* [WORK ORDER]: Write out exactly the lines of the entries below from the one holding "Query: sunlight on clouds" to the one holding "drawn like (280,414).", inclusive, and leave out all other lines.

* [ENTRIES PROVIDED]:

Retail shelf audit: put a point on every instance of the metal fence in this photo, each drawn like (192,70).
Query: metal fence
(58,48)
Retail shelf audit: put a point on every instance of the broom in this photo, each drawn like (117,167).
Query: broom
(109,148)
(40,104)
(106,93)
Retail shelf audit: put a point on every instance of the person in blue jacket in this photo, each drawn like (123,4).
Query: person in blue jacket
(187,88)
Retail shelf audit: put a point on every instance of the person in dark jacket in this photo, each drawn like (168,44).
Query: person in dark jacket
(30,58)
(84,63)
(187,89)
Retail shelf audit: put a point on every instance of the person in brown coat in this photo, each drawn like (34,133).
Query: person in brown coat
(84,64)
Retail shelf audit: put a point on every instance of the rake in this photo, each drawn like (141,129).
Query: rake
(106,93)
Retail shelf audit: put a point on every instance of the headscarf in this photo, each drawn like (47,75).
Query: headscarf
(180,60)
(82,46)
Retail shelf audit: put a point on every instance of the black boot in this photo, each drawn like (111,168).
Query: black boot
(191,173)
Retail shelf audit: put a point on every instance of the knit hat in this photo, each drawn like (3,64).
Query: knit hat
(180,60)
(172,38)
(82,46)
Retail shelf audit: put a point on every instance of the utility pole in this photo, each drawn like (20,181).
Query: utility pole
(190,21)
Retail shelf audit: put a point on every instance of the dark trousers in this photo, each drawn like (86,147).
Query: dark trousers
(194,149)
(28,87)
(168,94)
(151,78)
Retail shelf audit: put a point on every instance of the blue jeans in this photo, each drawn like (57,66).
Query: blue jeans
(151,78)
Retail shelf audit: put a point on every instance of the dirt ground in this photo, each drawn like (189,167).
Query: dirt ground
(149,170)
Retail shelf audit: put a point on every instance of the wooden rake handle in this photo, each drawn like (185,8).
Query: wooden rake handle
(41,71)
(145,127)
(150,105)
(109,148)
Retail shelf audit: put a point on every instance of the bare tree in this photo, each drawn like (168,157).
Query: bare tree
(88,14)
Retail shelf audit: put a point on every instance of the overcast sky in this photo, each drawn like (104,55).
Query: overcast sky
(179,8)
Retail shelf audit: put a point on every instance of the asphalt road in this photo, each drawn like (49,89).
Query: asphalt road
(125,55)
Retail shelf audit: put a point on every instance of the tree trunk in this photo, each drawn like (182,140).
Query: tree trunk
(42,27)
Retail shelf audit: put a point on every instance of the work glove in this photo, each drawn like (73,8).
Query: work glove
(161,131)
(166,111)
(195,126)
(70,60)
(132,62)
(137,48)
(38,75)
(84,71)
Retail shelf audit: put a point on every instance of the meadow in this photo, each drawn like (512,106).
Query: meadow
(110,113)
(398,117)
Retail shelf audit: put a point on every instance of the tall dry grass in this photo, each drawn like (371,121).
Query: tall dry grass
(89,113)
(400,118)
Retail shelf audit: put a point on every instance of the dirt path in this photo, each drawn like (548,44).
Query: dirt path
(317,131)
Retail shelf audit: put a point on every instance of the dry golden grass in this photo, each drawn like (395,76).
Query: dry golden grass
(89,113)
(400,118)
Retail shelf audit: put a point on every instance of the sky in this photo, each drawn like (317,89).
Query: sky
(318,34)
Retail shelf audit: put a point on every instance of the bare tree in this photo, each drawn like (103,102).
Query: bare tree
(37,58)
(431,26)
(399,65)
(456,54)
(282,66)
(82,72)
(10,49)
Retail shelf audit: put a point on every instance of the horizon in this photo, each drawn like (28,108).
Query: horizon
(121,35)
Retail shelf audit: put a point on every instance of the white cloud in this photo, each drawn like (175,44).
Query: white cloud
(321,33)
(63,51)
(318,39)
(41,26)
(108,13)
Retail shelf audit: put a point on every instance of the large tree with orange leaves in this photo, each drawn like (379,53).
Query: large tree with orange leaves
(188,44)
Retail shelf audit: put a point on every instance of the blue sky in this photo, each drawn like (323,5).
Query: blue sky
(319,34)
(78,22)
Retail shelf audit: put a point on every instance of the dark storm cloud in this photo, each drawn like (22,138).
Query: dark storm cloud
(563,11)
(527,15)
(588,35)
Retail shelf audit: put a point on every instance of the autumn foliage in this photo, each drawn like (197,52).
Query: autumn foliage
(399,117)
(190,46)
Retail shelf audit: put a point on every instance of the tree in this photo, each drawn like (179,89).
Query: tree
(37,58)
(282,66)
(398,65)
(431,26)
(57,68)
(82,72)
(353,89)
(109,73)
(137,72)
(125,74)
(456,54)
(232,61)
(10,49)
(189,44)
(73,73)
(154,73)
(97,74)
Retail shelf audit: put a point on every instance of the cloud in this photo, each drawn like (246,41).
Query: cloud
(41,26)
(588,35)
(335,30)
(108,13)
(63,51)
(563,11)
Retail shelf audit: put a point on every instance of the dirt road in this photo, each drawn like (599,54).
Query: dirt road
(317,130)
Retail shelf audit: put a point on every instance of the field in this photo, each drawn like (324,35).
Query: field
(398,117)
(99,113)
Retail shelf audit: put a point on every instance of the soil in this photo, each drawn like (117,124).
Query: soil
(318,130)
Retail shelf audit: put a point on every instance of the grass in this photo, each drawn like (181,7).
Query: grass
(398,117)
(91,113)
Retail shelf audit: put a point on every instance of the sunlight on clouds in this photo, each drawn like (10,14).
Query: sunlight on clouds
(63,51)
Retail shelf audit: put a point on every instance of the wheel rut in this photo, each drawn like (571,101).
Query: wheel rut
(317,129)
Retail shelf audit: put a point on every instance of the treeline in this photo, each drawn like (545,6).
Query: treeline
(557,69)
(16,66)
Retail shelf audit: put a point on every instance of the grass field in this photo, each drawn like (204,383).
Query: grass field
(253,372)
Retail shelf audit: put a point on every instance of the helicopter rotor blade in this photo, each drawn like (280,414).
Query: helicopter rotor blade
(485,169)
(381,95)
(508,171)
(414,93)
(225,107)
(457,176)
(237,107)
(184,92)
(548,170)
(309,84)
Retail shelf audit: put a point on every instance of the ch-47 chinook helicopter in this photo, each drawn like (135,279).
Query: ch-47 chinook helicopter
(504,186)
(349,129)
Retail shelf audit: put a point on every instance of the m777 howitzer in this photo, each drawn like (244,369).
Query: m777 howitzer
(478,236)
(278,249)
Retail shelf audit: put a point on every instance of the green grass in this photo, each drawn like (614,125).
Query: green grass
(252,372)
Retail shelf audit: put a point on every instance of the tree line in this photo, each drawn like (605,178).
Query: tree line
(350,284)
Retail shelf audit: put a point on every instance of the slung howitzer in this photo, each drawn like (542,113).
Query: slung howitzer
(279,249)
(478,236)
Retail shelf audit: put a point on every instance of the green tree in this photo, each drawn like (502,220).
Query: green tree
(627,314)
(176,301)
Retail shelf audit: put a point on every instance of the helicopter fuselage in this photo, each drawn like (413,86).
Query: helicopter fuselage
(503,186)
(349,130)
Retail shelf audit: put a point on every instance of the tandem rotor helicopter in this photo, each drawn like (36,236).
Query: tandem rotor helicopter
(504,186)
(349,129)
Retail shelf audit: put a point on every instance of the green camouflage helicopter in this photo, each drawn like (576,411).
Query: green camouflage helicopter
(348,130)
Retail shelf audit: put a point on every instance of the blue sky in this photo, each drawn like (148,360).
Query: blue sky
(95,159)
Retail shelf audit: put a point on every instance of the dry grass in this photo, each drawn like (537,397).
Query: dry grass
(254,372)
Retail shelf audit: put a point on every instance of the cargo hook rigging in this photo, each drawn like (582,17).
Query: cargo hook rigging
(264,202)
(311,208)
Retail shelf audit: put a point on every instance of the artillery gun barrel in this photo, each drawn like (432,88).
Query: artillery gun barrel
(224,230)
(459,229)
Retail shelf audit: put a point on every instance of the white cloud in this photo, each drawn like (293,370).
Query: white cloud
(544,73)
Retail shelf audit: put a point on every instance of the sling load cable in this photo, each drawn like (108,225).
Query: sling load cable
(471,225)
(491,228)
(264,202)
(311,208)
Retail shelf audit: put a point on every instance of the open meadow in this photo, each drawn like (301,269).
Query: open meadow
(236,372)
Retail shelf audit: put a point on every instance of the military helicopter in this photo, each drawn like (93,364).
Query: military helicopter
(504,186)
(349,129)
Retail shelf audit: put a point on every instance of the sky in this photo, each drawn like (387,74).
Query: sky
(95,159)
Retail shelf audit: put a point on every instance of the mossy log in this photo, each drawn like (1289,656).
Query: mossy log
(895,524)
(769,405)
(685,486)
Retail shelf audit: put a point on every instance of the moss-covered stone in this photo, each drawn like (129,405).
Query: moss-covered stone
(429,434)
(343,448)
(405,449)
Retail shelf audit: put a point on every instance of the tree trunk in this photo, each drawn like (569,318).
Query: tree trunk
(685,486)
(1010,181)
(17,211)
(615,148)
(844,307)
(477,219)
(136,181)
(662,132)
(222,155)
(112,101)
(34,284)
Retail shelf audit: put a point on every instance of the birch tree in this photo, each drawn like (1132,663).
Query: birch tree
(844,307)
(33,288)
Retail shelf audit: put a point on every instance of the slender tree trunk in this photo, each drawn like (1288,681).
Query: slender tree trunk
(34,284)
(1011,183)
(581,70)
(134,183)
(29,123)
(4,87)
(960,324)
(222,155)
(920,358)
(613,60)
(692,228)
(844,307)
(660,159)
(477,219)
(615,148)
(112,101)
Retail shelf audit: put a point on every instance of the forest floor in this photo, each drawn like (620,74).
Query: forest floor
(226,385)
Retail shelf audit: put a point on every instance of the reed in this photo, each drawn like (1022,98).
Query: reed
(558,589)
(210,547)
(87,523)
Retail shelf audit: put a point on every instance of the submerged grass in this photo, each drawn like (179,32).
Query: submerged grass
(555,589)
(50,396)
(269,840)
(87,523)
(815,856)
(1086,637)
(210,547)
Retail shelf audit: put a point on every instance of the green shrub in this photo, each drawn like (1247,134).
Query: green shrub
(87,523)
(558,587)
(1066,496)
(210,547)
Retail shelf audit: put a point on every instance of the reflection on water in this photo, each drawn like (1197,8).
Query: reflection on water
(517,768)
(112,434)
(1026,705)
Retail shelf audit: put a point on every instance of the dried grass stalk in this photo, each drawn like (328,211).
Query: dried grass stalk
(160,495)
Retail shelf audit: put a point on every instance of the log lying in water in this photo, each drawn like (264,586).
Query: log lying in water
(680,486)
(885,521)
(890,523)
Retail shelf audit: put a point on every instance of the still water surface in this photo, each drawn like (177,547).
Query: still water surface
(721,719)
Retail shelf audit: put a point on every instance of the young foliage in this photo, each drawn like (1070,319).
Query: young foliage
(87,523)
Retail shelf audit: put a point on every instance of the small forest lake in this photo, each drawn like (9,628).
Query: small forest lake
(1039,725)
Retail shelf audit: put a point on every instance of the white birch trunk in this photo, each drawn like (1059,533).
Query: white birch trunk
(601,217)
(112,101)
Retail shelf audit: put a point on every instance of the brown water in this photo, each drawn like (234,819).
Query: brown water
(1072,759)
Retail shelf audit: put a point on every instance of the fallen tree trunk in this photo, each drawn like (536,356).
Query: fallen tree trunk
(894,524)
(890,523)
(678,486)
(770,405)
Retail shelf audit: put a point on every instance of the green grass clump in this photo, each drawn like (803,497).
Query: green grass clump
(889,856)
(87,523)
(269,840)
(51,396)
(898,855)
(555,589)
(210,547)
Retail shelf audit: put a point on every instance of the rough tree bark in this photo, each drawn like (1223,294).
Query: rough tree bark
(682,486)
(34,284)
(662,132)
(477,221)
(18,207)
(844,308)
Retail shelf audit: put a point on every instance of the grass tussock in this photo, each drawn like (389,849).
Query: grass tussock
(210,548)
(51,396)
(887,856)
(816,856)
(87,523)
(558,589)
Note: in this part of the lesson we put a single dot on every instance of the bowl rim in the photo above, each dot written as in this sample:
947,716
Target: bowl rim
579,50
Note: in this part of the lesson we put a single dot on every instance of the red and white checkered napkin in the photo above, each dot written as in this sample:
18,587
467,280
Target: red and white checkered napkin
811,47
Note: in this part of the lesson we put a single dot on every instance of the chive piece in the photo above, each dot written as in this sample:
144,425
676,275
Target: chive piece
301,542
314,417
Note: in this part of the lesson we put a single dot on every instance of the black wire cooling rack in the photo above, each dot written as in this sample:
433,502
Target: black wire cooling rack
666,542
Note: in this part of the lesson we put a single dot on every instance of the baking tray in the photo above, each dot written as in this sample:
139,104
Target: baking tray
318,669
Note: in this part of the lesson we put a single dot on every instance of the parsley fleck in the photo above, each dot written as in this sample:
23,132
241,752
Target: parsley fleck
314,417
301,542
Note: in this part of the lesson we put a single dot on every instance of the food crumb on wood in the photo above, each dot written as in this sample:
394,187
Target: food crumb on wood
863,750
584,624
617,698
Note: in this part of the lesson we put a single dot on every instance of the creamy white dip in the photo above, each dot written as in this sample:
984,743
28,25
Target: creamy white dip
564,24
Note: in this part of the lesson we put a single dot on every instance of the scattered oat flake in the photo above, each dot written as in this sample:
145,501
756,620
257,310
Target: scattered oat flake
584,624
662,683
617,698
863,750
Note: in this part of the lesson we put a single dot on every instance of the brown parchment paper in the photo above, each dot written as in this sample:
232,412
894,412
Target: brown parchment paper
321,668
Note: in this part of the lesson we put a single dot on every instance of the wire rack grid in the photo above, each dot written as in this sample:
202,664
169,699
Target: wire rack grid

* [SOLUTION]:
Query: sunlight on clouds
(63,51)
Retail shelf audit: put a point on every instance of the wheel rut in this photo, each drawn like (571,101).
Query: wheel rut
(317,129)
Retail shelf audit: put a point on every instance of the treeline in this photo, each drawn like (545,6).
Query: treeline
(557,69)
(16,66)
Retail shelf audit: put a point on every instance of the grass field in this photo, each drawn like (204,383).
Query: grass field
(253,372)
Retail shelf audit: put a point on every instance of the helicopter rotor blade in this photo, each drawn like (280,414).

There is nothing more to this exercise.